= BRIEF =
Copy word for word the stretch of the post on serving as an assistant pastor from "No matter how" through "most staff situations.".

PAGE TEXT START

No matter how your church is organized, if you work on a church staff, in most cases there is one person who is regarded as the “Senior Pastor” with the rest of the staff being – to some degree – subordinate to him. Even though there seems to be movement toward more of a team approach, from what I can tell there is still some hierarchy in most staff situations.

This post is probably going to be most relevant for the person serving in more of a traditional hierarchical structure, but what I’m writing can be useful for those working in a setting where those lines are not as firmly drawn.

For the sake of discussion, I’m going to refer to those who are not in Lead Pastor or Senior Pastor roles as “Assistant” Pastors. Churches often use the term“Associate,” and sometimes people are called “Pastor to (insert area of special focus).”

I’d like to suggest that being an Assistant Pastor is not an easy gig. Not that being a Senior Pastor is a bowl of cherries either, but each role has its own challenges, and I’d like to offer some suggestions on how those of you who serve as Assistants can make that work. I spent 2/3 of my 40 years in ministry being an Assistant Pastor, so I know some of the frustrations – and joys – of that role.

PAGE TEXT END
RECORDED INFORMATION START

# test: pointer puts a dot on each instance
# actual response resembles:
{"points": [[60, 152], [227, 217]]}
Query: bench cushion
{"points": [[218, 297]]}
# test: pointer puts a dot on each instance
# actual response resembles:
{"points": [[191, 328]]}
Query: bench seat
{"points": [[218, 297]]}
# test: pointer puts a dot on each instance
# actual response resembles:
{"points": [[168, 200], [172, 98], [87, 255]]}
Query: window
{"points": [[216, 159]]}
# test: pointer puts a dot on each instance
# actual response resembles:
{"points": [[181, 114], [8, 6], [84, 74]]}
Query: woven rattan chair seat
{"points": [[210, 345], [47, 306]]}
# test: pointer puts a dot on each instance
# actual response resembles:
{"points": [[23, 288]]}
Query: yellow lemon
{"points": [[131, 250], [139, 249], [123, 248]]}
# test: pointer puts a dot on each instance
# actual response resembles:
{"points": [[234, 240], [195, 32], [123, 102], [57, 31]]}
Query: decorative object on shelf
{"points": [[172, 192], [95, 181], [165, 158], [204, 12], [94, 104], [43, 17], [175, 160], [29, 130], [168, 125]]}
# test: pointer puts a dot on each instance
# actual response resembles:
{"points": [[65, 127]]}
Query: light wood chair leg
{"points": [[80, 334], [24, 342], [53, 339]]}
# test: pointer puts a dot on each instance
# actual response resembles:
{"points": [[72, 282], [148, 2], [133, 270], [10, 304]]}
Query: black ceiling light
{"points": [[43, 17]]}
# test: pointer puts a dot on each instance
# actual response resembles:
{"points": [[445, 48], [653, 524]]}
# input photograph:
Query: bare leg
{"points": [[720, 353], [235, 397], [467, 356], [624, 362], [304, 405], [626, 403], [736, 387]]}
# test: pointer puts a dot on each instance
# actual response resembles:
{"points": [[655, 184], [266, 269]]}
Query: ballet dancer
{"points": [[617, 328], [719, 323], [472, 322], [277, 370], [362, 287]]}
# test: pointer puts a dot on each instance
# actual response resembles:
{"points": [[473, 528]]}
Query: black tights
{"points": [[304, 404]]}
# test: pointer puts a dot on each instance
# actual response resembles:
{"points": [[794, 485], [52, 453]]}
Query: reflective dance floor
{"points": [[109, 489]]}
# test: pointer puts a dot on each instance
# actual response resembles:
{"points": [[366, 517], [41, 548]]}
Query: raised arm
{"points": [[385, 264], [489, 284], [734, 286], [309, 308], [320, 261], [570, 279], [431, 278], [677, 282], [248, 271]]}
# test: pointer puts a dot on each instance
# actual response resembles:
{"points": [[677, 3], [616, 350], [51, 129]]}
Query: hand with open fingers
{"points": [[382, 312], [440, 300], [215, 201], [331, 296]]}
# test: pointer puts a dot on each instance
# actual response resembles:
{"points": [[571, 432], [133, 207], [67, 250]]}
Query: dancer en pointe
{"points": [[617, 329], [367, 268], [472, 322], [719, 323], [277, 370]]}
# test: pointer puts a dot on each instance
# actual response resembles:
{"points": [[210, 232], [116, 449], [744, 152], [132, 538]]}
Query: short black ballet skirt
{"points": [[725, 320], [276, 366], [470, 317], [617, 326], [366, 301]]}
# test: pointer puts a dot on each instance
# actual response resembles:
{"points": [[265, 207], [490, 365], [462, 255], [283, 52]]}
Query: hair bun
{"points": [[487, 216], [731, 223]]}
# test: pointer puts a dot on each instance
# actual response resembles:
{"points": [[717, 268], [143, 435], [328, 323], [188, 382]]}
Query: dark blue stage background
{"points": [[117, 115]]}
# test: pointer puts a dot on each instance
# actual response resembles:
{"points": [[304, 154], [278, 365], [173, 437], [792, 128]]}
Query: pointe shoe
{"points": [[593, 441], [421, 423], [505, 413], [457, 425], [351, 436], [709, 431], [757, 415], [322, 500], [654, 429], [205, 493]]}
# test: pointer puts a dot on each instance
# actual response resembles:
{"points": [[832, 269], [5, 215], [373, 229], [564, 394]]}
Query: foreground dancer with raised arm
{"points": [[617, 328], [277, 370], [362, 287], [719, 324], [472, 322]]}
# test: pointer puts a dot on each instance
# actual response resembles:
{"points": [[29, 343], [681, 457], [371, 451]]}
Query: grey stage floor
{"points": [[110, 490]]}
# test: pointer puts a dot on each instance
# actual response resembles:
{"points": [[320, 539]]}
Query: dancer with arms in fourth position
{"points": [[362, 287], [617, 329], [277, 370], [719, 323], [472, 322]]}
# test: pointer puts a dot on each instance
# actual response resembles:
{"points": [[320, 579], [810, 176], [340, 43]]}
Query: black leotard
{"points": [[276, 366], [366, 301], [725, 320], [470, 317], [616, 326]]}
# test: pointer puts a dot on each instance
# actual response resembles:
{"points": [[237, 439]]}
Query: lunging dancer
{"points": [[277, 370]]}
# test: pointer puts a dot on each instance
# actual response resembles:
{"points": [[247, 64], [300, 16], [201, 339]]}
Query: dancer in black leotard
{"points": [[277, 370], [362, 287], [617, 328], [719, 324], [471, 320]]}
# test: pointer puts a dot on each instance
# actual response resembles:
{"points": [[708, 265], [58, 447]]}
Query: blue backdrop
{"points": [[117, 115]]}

RECORDED INFORMATION END

= RESPONSE TO THE EXERCISE =
No matter how your church is organized, if you work on a church staff, in most cases there is one person who is regarded as the “Senior Pastor” with the rest of the staff being – to some degree – subordinate to him. Even though there seems to be movement toward more of a team approach, from what I can tell there is still some hierarchy in most staff situations.